• TEXT TO READ
START

Three years ago, I had the pleasure of attending a tutorial with the great Petros Dellaportas, a one-day primer in bayesian inference. One of the main sessions was about Markov chain Monte Carlo sampling, the technique whose name inspired one of the all-time greatest blog names (and blogs) ever: ‘While my MCMC gently samples’… and also a game-changing statistical insight when it comes to sampling from complex statistical distributions. Following the session, I caught up with Petros and asked a dumb but useful question:

'So, I kind of understand MCMC now... but why does it matter?!'

Petros being Petros, he was more than equal to my question:

'MCMC is a tool to sample from complex distributions. Let's start with a simple distribution, the Normal Distribution. After this session, go and write a normal distribution sampler. Then, go and look up the Box-Mueller method, and you'll realise that MCMC matters - effective sampling from distributions is not trivial!'

In this post, i’ll implement my simple sampler attempt, then write up a few methods from the experts: namely, the box-muller transform, the marsaglia rejection algorithm and marsaglia’s ziggurat.

import numpy as np
from numpy.random import rand
import matplotlib.pyplot as plt
%matplotlib inline

The probability density function of the normal distribution is defined as:

\[f(x|\mu, \sigma) = \frac{1}{\sqrt{2\pi \sigma ^2}}e ^ {- \frac{(x-\mu)^2}{2\sigma^2}}\] 
from math import pi

def norm(x_array, m, s):
    point_array = 1/np.sqrt(2* pi * s ** 2) * np.exp((-(x_array - mu)**2)/2*s**2)
    return(point_array)

mu = 0
sigma = 1
x = np.linspace(-5,5,200)
y = norm(x, m=0, s=1)


fig, ax = plt.subplots(figsize=(8,5))

ax.set_ylim([0,0.41])

ax.plot(x, y)
plt.title("Normal distribution curve with $$\mu=$${} and $$\sigma=$${}".format(mu,sigma))
plt.show()

png

Now, if we want to use the uniform sampler to generate a sample distribution X, such that \(X \sim N(0, 1)\), we need to know how to reshape our uniform distribution. To do this, we’ll split the normal curve into strips, calculate the area under the curve for each strip, and use this to tell us how many uniformly distributed samples we need for each strip.

END

• PROBLEM REQUIREMENTS
In the post on sampling from the normal distribution, why does the author split the normal curve into strips and work out the area under the curve for each one?

• DATA
START

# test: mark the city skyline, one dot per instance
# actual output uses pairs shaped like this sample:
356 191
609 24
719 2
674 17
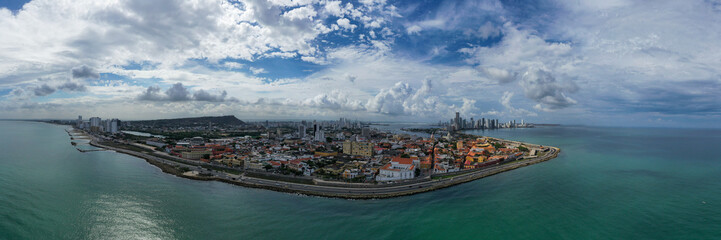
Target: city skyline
611 63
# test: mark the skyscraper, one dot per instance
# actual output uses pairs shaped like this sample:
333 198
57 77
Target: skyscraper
301 131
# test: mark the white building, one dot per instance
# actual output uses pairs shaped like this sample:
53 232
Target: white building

END

• SOLUTION FOR THIS EXERCISE
The area under the curve for each strip shows how many uniformly distributed samples are needed in that strip. This is how the author plans to reshape the uniform distribution into a sample distribution X such that X ~ N(0, 1).